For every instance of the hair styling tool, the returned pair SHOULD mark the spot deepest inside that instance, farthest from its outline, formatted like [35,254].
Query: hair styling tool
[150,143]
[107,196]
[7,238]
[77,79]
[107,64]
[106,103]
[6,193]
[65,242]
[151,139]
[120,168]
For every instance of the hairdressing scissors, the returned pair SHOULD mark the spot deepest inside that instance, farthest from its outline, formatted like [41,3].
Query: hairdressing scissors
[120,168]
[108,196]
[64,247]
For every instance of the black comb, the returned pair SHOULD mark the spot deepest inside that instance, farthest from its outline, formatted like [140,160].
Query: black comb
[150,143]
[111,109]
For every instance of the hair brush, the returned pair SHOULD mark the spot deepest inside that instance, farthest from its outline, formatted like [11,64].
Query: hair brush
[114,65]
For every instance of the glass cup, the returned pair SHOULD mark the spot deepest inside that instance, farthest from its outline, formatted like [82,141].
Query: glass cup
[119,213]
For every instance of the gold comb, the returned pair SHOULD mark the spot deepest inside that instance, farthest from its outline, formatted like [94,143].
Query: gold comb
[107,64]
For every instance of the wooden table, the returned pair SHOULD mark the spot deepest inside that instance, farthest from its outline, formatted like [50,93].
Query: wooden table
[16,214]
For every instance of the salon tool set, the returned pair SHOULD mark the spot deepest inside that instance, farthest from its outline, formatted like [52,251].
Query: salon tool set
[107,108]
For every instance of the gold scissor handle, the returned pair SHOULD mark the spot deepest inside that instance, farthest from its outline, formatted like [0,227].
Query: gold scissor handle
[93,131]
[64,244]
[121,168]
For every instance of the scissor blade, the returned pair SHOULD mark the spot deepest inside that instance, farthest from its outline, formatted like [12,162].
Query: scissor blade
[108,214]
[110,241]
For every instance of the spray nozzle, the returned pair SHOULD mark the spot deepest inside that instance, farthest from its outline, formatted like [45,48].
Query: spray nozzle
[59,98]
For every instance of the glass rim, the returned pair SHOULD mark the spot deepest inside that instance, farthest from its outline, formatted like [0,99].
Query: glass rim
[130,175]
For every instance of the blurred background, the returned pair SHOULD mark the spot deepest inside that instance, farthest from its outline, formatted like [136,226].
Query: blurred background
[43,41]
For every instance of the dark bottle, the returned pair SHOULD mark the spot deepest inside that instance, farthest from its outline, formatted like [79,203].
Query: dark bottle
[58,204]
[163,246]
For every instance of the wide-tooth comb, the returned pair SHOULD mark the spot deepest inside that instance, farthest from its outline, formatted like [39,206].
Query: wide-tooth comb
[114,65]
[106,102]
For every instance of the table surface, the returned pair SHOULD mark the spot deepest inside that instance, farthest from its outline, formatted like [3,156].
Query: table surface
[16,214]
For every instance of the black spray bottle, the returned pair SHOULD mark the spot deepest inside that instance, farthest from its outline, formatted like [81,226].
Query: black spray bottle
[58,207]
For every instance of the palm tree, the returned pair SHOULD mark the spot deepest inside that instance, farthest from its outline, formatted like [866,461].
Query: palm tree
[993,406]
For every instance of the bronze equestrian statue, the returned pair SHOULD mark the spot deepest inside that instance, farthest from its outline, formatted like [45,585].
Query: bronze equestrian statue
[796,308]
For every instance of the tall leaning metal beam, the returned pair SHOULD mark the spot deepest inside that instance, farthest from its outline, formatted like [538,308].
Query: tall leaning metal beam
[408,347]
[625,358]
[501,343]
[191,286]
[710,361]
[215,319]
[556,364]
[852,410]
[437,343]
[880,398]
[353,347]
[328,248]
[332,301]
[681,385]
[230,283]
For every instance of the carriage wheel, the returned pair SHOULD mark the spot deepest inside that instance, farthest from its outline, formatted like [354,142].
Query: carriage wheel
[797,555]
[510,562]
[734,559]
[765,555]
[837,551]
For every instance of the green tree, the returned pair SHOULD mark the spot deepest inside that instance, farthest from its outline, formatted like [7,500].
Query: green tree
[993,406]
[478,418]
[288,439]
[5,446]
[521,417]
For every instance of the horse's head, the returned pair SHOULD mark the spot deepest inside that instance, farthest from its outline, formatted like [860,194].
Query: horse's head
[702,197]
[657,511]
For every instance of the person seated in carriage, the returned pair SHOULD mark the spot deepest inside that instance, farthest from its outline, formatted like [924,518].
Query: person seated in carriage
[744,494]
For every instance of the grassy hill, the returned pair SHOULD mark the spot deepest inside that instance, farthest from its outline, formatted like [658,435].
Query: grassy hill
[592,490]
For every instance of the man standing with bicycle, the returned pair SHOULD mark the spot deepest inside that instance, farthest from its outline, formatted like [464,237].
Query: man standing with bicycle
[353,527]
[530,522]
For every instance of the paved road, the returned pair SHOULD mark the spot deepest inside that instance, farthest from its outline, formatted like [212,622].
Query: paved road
────────────────────
• _WORK ITEM_
Each line from the one containing "For every instance of the grassy" through the last line of the entries above is to be returned exactly, and no others.

• _FINISHED EXERCISE_
For every instance of the grassy hill, the returned pair SHOULD mark the spot deepest inside that instance, farthest from its outline, formatted like [658,435].
Query: grassy hill
[592,490]
For every instance of the man standing with bicycle, the returned pair SHOULD mark the spot deepest inside that instance, farthest from its outline, formatted like [464,237].
Query: man standing with bicycle
[353,527]
[530,522]
For every instance of the paved road, the returned pair SHOULD mark the spot deepest inside that instance, farthest from its outline, formatted like [212,622].
Query: paved road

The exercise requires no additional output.